Je change de dizaine. On me dit faut avancer, faut fêter ça. Oui mais cette dizaine-là, elle fait mal, elle passe pas. Dans la gorge, elle passe pas. Un côté mémère, un côté ranci. Je ne fait plus partie du panel des ménagères de moins de… J’ai un vécu, un passé, des souvenirs. On me ferait même croire que j’ai plus d’avenir. Ou alors c’est mémé, mamie, poterie. Je vais gonfler, grossir, déprimer. Me résigner, m’effacer.
Eh, oh, faut pas rêver ! Ca c’est pour les autres. Celles qui croient à la baisse de régime, à la décrépitude. Qui laissent le temps agir comme un rouleau compresseur et s’aplatissent dessous pour lui faciliter la tache. D’abord moi, je ne suis pas encore grand-mère et je fais un pied de nez à la cinquantaine. Je porte les mêmes jeans qu’à vingt ans, même forme, même taille. Même forme, pas tout à fait puisque j’ai opté pour le taille basse. Mais j’ai décidé de rejoindre les copines dignement. Carole Bouquet, Isabelle Huppert, Isabelle Adjani, Corinne Touzet, Véronique Janot, Inès de la Fressange et même Caroline de Hanovre. Ca fait tout drôle de se dire que maintenant c’est des copines, on est dans le même clan. Celui des cinquas qui se tiennent. Alors bien sûr j’ai pas les moyens d’entretenir un coach de gym, un coiffeur et un cuistot minceur mais j’en veux moi aussi. Je cuisine des carottes à la vapeur, opte pour le chou fleur en salade et les aiguillettes de poulet aux cinq parfums, à l’espagnole, au curry, et même au thym. J’ai l’impression de varier mes menus tout en mangeant tout le temps pareil. Sur la balance pas de surprise.

## Consigne a
Recopiez intégralement le texte sur le passage à la cinquantaine, sans rien y modifier.

## Extraits des entrées

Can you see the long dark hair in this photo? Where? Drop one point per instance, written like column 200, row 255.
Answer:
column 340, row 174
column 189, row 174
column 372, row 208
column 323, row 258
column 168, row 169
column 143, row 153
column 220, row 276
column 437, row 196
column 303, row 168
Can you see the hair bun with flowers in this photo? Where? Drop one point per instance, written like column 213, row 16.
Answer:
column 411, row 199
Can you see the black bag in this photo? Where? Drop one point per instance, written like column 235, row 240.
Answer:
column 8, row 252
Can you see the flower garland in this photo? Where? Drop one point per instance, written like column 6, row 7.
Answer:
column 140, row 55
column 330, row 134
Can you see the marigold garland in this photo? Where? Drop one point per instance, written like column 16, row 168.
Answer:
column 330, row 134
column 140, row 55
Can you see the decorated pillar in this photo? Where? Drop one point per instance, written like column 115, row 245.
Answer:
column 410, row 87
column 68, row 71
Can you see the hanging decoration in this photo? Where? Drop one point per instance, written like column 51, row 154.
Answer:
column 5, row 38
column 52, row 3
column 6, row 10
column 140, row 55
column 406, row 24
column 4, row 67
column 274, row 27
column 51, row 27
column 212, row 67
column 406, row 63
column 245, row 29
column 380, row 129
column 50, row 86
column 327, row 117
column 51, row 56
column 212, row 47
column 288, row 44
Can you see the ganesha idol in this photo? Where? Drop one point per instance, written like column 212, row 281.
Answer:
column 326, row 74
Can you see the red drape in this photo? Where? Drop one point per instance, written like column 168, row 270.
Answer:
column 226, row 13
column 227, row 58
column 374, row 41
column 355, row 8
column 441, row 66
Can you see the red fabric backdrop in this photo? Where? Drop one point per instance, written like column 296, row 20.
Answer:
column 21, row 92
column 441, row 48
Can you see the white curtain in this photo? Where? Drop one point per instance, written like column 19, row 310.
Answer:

## Consigne b
Dans les entrées, reprenez les lignes qui vont de celle contenant « Can you see the hanging » jusqu'à celle contenant « column 326, row 74 », bornes comprises. Remplacez-y « Drop one point per instance » par « Place one point per instance » et laissez tout le reste intact.

## Résultat a
Je change de dizaine. On me dit faut avancer, faut fêter ça. Oui mais cette dizaine-là, elle fait mal, elle passe pas. Dans la gorge, elle passe pas. Un côté mémère, un côté ranci. Je ne fait plus partie du panel des ménagères de moins de… J’ai un vécu, un passé, des souvenirs. On me ferait même croire que j’ai plus d’avenir. Ou alors c’est mémé, mamie, poterie. Je vais gonfler, grossir, déprimer. Me résigner, m’effacer.
Eh, oh, faut pas rêver ! Ca c’est pour les autres. Celles qui croient à la baisse de régime, à la décrépitude. Qui laissent le temps agir comme un rouleau compresseur et s’aplatissent dessous pour lui faciliter la tache. D’abord moi, je ne suis pas encore grand-mère et je fais un pied de nez à la cinquantaine. Je porte les mêmes jeans qu’à vingt ans, même forme, même taille. Même forme, pas tout à fait puisque j’ai opté pour le taille basse. Mais j’ai décidé de rejoindre les copines dignement. Carole Bouquet, Isabelle Huppert, Isabelle Adjani, Corinne Touzet, Véronique Janot, Inès de la Fressange et même Caroline de Hanovre. Ca fait tout drôle de se dire que maintenant c’est des copines, on est dans le même clan. Celui des cinquas qui se tiennent. Alors bien sûr j’ai pas les moyens d’entretenir un coach de gym, un coiffeur et un cuistot minceur mais j’en veux moi aussi. Je cuisine des carottes à la vapeur, opte pour le chou fleur en salade et les aiguillettes de poulet aux cinq parfums, à l’espagnole, au curry, et même au thym. J’ai l’impression de varier mes menus tout en mangeant tout le temps pareil. Sur la balance pas de surprise.

## Résultat b
Can you see the hanging decoration in this photo? Where? Place one point per instance, written like column 51, row 154.
Answer:
column 5, row 38
column 52, row 3
column 6, row 10
column 140, row 55
column 406, row 24
column 4, row 67
column 274, row 27
column 51, row 27
column 212, row 67
column 406, row 63
column 245, row 29
column 380, row 129
column 50, row 86
column 327, row 117
column 51, row 56
column 212, row 47
column 288, row 44
Can you see the ganesha idol in this photo? Where? Place one point per instance, written like column 212, row 281.
Answer:
column 326, row 74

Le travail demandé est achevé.